Segmentation data
_ _ _ _ _ _ _

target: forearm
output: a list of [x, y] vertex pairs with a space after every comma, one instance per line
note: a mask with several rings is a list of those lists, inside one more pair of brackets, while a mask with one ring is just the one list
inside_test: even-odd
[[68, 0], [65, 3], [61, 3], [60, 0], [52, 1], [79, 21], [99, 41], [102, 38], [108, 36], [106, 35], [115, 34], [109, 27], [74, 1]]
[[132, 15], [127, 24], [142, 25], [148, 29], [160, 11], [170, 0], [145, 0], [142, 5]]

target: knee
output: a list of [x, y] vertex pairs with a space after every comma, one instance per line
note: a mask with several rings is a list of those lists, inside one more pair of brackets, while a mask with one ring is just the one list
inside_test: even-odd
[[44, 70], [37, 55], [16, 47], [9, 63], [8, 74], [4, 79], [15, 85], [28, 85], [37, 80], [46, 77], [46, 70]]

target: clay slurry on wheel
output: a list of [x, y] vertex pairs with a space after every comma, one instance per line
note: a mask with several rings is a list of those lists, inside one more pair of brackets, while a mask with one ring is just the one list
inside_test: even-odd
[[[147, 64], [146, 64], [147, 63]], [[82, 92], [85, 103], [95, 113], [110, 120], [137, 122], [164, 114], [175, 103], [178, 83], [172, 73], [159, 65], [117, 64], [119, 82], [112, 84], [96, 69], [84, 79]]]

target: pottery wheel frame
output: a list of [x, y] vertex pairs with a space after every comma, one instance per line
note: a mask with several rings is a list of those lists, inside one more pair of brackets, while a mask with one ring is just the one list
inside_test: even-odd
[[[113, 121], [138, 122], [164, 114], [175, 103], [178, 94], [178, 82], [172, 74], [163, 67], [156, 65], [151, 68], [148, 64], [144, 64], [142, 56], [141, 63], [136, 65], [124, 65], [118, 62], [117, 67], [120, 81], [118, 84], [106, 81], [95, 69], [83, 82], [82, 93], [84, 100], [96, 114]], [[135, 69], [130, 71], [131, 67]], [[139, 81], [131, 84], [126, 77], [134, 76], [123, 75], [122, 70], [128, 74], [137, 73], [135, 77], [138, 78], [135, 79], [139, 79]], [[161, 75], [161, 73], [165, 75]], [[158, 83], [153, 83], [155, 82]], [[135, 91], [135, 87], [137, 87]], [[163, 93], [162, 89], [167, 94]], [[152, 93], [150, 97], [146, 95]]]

_ _ _ _ _ _ _

- _Short exercise_:
Reproduce verbatim the lines from the one containing "target: clay slurry on wheel" through the end of the lines, including both ends.

- _Answer for the task_:
target: clay slurry on wheel
output: a list of [x, y] vertex pairs with a space after every comma, one instance per line
note: a mask with several rings is a list of those lists, inside one more pair of brackets, while a mask with one ring is just the one list
inside_test: even-odd
[[[147, 64], [146, 64], [147, 63]], [[82, 92], [85, 103], [95, 113], [110, 120], [137, 122], [164, 114], [175, 103], [178, 83], [172, 73], [159, 65], [117, 64], [119, 82], [112, 84], [96, 69], [84, 79]]]

target: pottery wheel frame
output: a list of [x, y] vertex pairs with a space after every comma, one instance per line
note: a mask with several rings is a list of those lists, inside one more pair of brackets, while a mask with one ring is just the one list
inside_test: even-odd
[[[113, 121], [138, 122], [164, 114], [175, 103], [178, 94], [178, 82], [172, 74], [163, 67], [156, 65], [151, 68], [148, 64], [144, 64], [142, 56], [141, 63], [136, 65], [124, 65], [118, 62], [117, 67], [120, 81], [118, 84], [106, 81], [95, 69], [83, 82], [82, 93], [84, 100], [96, 114]], [[135, 69], [130, 71], [131, 67]], [[139, 81], [131, 84], [126, 77], [134, 76], [123, 75], [122, 70], [128, 74], [137, 73], [135, 77], [138, 78], [135, 79], [139, 79]], [[161, 75], [161, 73], [165, 75]], [[158, 83], [153, 83], [155, 82]], [[135, 91], [135, 87], [137, 87]], [[163, 93], [162, 89], [167, 94]], [[152, 93], [150, 97], [146, 95]]]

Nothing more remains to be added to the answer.